THE CHAIRMAN: It would be in a measure without any excuse to undertake to introduce Mrs. Catt to this audience, but I merely want to say to you that she has spent a large part of last year in Latin America, and she will speak to you, I believe, of the Monroe Doctrine from an American point of view, but perhaps an American point of view which will reflect what our Latin American friends think about it. Mrs. Carrie Chapman Catt (applause).

MRS. CATT: Mr. Chairman, ladies and gentlemen. In times of old it was said that when a thing was believed “everywhere and by all”, that it was true; that is, it was true whether or not it was true. In modern times enlightenment has taught us that not always does the beaten path unerringly lead to the truth. Nevertheless, it requires considerable temerity to rise to express a skepticism concerning a thing so universally believed in this country as is the Monroe Doctrine. With much perturbation of mind and spirit, I venture to declare, however, that the Monroe Doctrine, though all the world be for it, is false in theory and pernicious in its application. It is false in its theory because there is no logic; there is no justice; there is no ethics which can possible make justifiable the right of any nation, by its own assumption of authority, to assume direction over any other nation without that nation’s consent (applause).

It is pernicious in its application, for, in the words of Secretary Hughes himself, (in his speech at Montreal), “The policy of the Monroe Doctrine does not infringe upon the sovereignty of other American states. Misconception upon this point is the only disturbing influence upon our relations with Latin America.” He himself points out wherein the theory is pernicious. Yet it is believed everywhere. All Americans automatically believe in the Monroe Doctrine; they are born to it as they are born Republicans or Democrats or Presbyterians. They cannot help it. Both political parties endorse it with equal fervor, and they do so because neither of them originated it. They inherited it and both of them have a little bent toward antiques (laughter and applause).

▬▬▬▬▬▬

▶ [WRITTEN EXERCISE 1]:
In the speech on the Monroe Doctrine, where did Secretary Hughes deliver the remarks that Mrs. Catt quotes?
▶ [WRITTEN EXERCISE 2]:
Proceed with the speech on the Monroe Doctrine, picking up after its last sentence.

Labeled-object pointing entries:
▬▬▬▬▬▬

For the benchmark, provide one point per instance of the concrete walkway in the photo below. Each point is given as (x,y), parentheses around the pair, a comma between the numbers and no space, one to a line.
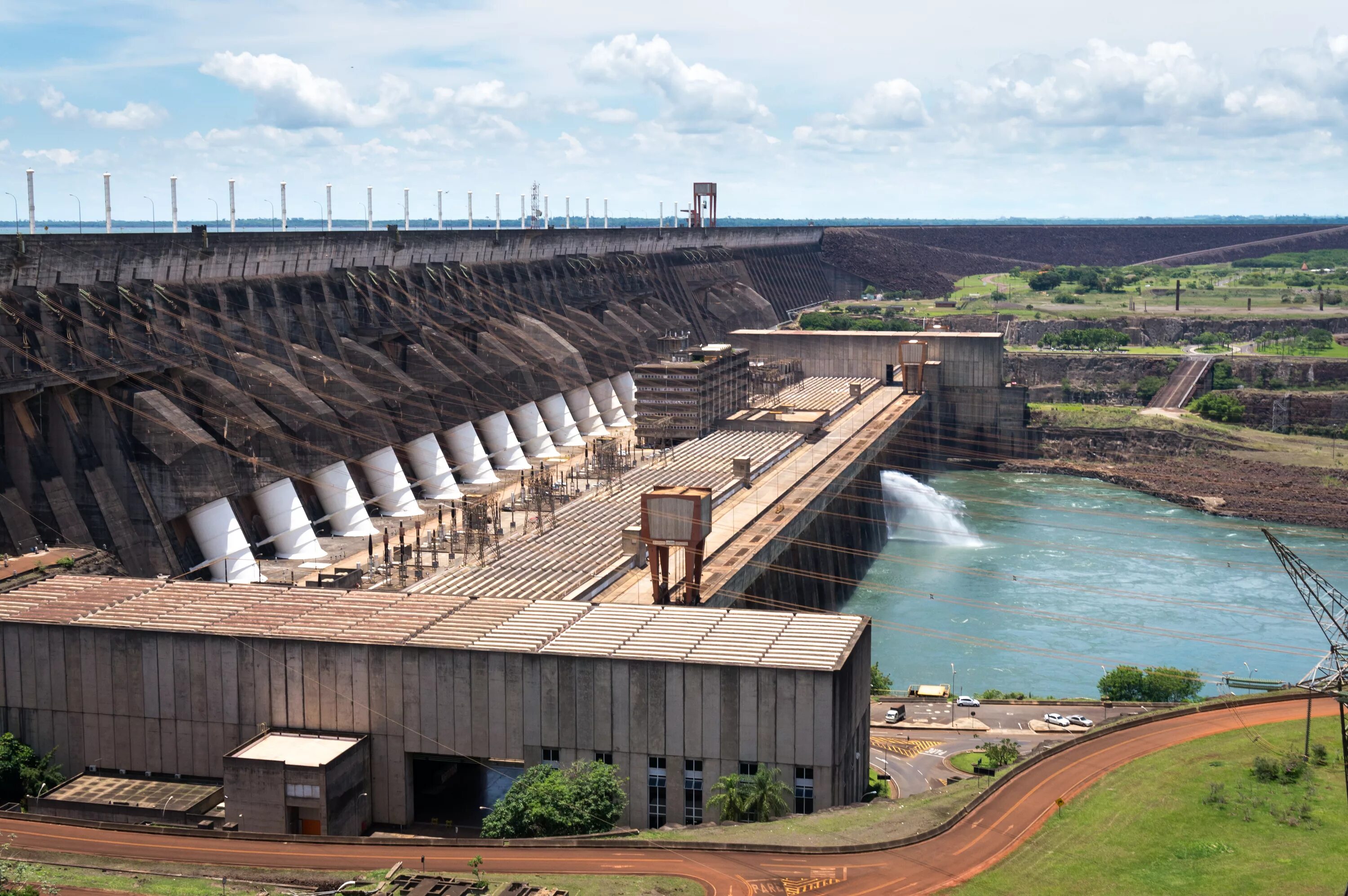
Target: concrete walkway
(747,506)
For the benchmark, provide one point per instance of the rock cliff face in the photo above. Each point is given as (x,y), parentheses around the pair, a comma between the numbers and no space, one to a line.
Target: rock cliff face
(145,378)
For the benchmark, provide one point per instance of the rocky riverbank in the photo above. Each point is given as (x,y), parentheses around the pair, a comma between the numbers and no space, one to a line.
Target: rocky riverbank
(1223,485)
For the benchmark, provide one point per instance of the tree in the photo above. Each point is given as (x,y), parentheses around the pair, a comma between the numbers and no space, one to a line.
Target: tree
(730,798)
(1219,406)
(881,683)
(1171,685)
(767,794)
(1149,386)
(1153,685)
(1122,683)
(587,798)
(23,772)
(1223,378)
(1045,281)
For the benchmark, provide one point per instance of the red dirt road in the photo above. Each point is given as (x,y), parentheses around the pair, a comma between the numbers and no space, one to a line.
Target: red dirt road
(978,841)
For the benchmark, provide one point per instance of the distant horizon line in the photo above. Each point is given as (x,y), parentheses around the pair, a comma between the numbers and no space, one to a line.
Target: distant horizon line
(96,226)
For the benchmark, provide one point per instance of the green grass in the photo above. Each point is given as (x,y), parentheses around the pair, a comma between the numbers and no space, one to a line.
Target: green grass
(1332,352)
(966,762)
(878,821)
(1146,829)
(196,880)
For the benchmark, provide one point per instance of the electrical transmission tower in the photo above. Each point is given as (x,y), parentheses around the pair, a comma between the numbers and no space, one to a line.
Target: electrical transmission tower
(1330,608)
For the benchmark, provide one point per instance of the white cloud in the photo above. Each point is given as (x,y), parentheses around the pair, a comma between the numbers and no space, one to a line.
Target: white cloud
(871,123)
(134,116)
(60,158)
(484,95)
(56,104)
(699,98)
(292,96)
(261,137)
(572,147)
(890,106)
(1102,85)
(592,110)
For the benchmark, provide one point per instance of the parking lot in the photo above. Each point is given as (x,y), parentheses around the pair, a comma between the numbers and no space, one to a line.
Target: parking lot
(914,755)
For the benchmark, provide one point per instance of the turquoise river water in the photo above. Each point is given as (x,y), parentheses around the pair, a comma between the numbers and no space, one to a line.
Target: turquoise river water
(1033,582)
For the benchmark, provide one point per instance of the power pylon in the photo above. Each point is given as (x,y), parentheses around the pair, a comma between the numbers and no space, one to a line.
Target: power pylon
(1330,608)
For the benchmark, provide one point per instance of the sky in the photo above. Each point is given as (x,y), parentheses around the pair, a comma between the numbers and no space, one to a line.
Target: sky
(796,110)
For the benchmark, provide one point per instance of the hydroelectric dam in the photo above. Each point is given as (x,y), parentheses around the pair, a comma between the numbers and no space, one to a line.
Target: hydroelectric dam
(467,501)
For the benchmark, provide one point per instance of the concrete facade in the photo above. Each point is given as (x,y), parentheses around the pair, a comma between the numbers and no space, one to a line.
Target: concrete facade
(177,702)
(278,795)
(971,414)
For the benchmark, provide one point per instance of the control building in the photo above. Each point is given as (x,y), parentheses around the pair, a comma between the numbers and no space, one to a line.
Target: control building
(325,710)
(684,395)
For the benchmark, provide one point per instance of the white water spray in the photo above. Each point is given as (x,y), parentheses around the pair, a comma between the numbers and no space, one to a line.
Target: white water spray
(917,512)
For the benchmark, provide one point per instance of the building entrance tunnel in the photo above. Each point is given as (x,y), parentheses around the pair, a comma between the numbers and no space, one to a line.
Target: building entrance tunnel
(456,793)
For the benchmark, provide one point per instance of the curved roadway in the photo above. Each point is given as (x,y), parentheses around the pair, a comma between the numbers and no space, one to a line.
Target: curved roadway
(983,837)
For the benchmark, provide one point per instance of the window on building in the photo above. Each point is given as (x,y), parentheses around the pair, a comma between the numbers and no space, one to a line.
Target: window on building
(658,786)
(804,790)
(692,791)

▬▬▬▬▬▬

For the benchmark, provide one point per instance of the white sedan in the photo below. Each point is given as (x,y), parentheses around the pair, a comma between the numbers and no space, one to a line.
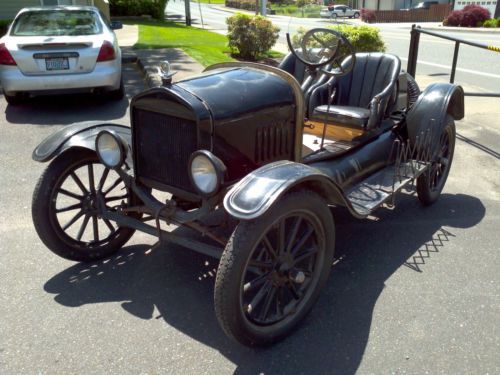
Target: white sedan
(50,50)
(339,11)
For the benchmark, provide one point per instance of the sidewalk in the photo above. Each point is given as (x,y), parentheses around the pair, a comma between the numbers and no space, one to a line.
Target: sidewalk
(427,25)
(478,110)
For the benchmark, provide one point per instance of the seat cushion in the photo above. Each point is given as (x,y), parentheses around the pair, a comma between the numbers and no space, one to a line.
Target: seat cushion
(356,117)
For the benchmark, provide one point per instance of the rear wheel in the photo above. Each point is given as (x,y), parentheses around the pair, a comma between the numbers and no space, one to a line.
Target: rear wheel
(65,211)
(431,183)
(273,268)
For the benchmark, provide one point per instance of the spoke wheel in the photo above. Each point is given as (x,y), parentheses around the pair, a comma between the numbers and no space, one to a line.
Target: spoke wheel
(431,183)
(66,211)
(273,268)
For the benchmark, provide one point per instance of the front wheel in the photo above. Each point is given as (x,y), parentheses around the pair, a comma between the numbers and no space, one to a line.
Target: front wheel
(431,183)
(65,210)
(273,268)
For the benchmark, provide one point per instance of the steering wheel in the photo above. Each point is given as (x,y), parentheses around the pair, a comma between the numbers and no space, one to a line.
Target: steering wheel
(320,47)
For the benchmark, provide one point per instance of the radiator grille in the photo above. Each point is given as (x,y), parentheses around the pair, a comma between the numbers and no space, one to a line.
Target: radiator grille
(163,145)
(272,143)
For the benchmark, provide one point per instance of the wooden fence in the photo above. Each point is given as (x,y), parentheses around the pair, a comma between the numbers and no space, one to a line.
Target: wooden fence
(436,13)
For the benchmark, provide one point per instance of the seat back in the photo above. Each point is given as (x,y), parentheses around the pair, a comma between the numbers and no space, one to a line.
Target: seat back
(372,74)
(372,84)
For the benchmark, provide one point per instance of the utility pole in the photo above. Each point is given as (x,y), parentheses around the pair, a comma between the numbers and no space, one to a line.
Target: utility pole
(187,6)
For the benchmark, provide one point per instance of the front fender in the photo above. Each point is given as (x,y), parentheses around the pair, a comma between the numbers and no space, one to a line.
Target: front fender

▬▬▬▬▬▬

▶ [EXERCISE RESPONSE 1]:
At Montreal.

▶ [EXERCISE RESPONSE 2]:
I have recently been in Texas, and whenever I go into the South I always make it a point to collect stories about the negroes, stories which the people I meet have experienced. One of them is applicable. A negro mother had a pair of twins, and, following the custom of her people of liking to name her children something religious or spiritual, she name them the Monroe Doctrine and Savin’ Grace (laughter). She was quite unconscious that she had confused the politics and religion of her country (laughter). No one will ever discover her mistake, because the little boy who did not grow quite so fast as his sister, was called Little Docky for short, and the sister Say, which sounds like our patriotic and classical national air.

You New Yorkers have missed something quite American if you have not in the Middle West been privileged to attend the congressional political rally. There is no congressional or senatorial candidate or oratorical sponsor for a president, who when wishing to evade an issue or having run short of ammunition, does not call upon one of two subjects in order to arouse his audience to loyalty to the party he represents by throwing dust in the eyes of his audience. One is the constitution. This is always in danger in every campaign. The other is the Monroe Doctrine. Both are perfectly safe. Such asides never lose a vote.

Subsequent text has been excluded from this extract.